==== Daten

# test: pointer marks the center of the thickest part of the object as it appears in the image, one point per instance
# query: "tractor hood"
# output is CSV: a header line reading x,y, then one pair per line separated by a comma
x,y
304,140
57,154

========

Schriftliche Aufgabe:
Übertragen Sie sämtliche Zeilen der obigen Datensätze in eine JSON-Liste aus Zeichenketten, mit genau einer Zeichenkette pro Zeile und ohne Leerzeilen.

Antwort:
[
  "# test: pointer marks the center of the thickest part of the object as it appears in the image, one point per instance",
  "# query: \"tractor hood\"",
  "# output is CSV: a header line reading x,y, then one pair per line separated by a comma",
  "x,y",
  "304,140",
  "57,154"
]